▶ Goal
Turn every line of the material below into a JSON list of strings, one string per line, leaving out any blank lines.
⁂
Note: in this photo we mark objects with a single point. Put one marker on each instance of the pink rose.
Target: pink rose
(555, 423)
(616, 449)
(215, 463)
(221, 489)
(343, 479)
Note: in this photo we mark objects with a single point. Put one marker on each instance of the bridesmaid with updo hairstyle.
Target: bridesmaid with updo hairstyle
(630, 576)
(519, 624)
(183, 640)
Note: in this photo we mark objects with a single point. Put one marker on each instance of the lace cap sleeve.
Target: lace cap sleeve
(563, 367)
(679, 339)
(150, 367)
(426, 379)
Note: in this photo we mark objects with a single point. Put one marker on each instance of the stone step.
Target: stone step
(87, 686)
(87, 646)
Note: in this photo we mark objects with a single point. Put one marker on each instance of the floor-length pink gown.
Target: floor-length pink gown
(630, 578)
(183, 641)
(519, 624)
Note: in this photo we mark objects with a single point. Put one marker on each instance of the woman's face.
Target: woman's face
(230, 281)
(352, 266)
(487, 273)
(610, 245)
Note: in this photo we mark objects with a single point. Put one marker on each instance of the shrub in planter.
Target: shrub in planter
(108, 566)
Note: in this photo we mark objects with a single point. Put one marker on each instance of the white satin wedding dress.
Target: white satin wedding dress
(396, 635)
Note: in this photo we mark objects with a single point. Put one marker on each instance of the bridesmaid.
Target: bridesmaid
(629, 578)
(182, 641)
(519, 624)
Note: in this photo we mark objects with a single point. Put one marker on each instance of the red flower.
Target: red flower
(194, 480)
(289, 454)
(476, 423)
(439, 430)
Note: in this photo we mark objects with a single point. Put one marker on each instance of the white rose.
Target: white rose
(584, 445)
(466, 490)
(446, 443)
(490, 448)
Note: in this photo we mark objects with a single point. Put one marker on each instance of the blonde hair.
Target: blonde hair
⁂
▶ The answer
[
  "Note: in this photo we mark objects with a single point. Put one marker on each instance of the pink rose.",
  "Target: pink rose",
  "(555, 423)",
  "(616, 449)",
  "(215, 463)",
  "(221, 489)",
  "(343, 479)",
  "Note: in this photo we mark objects with a single point. Put one marker on each instance of the bridesmaid with updo hairstyle.",
  "Target: bridesmaid with updo hairstyle",
  "(630, 576)",
  "(519, 624)",
  "(183, 640)",
  "Note: in this photo we mark objects with a single point. Put one marker on each instance of the lace cap sleeve.",
  "Target: lace cap sleeve",
  "(563, 367)",
  "(679, 339)",
  "(150, 367)",
  "(426, 379)",
  "Note: in this photo we mark objects with a single point. Put one marker on each instance of the stone step.",
  "Target: stone step",
  "(87, 686)",
  "(87, 646)",
  "Note: in this photo we mark objects with a single point. Put one marker on each instance of the floor-length pink gown.",
  "Target: floor-length pink gown",
  "(630, 578)",
  "(183, 641)",
  "(519, 624)",
  "Note: in this photo we mark objects with a single point. Put one marker on each instance of the woman's face.",
  "Target: woman's face",
  "(230, 281)",
  "(352, 266)",
  "(487, 273)",
  "(610, 245)",
  "Note: in this photo we mark objects with a single point. Put one marker on each instance of the shrub in planter.",
  "Target: shrub in planter",
  "(108, 566)",
  "Note: in this photo we mark objects with a single point. Put one marker on each instance of the white satin wedding dress.",
  "Target: white satin wedding dress",
  "(396, 635)",
  "Note: in this photo we mark objects with a single point. Put one marker on each instance of the bridesmaid.",
  "Target: bridesmaid",
  "(629, 578)",
  "(182, 641)",
  "(519, 624)",
  "Note: in this photo we mark objects with a single point. Put one marker on each instance of the red flower.",
  "Target: red flower",
  "(194, 480)",
  "(289, 454)",
  "(476, 423)",
  "(439, 430)",
  "Note: in this photo we mark objects with a single point. Put one marker on each instance of the white rose.",
  "Target: white rose",
  "(584, 445)",
  "(466, 490)",
  "(446, 443)",
  "(490, 448)",
  "Note: in this photo we mark objects with a single point. Put one marker on each instance of the blonde hair.",
  "Target: blonde hair"
]